**To be done**.
Extract every line of text from the records below without changing a word, and leave the pictures out of your answer.

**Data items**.
***
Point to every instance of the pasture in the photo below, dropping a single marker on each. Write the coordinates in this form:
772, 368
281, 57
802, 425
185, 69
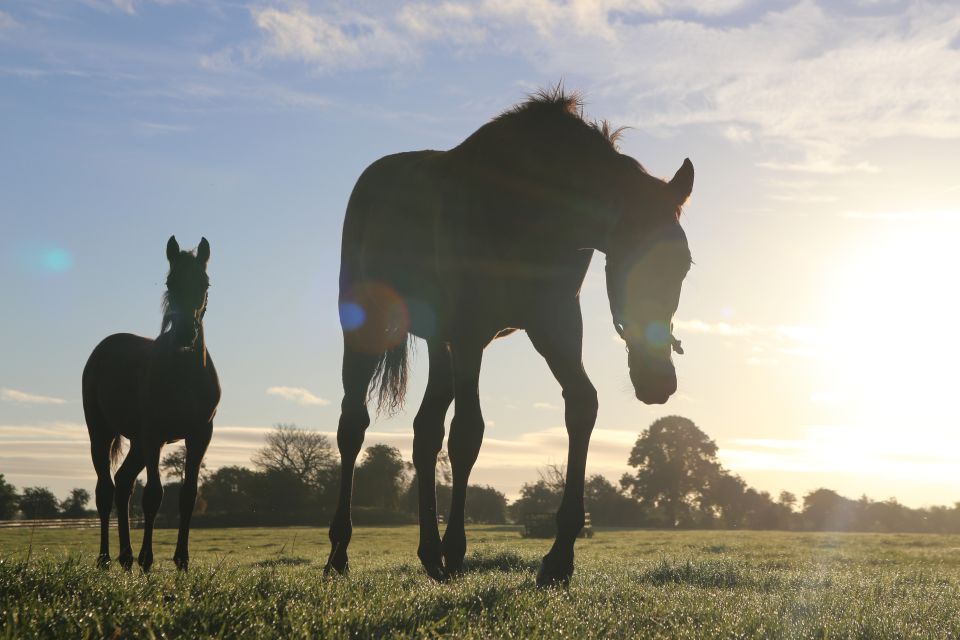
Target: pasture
263, 583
***
**Final result**.
Point to every instance of the pasture in the photo below, dropping a single marker on each. Write the coordinates in this form:
772, 368
281, 57
802, 425
185, 69
Target: pasture
263, 583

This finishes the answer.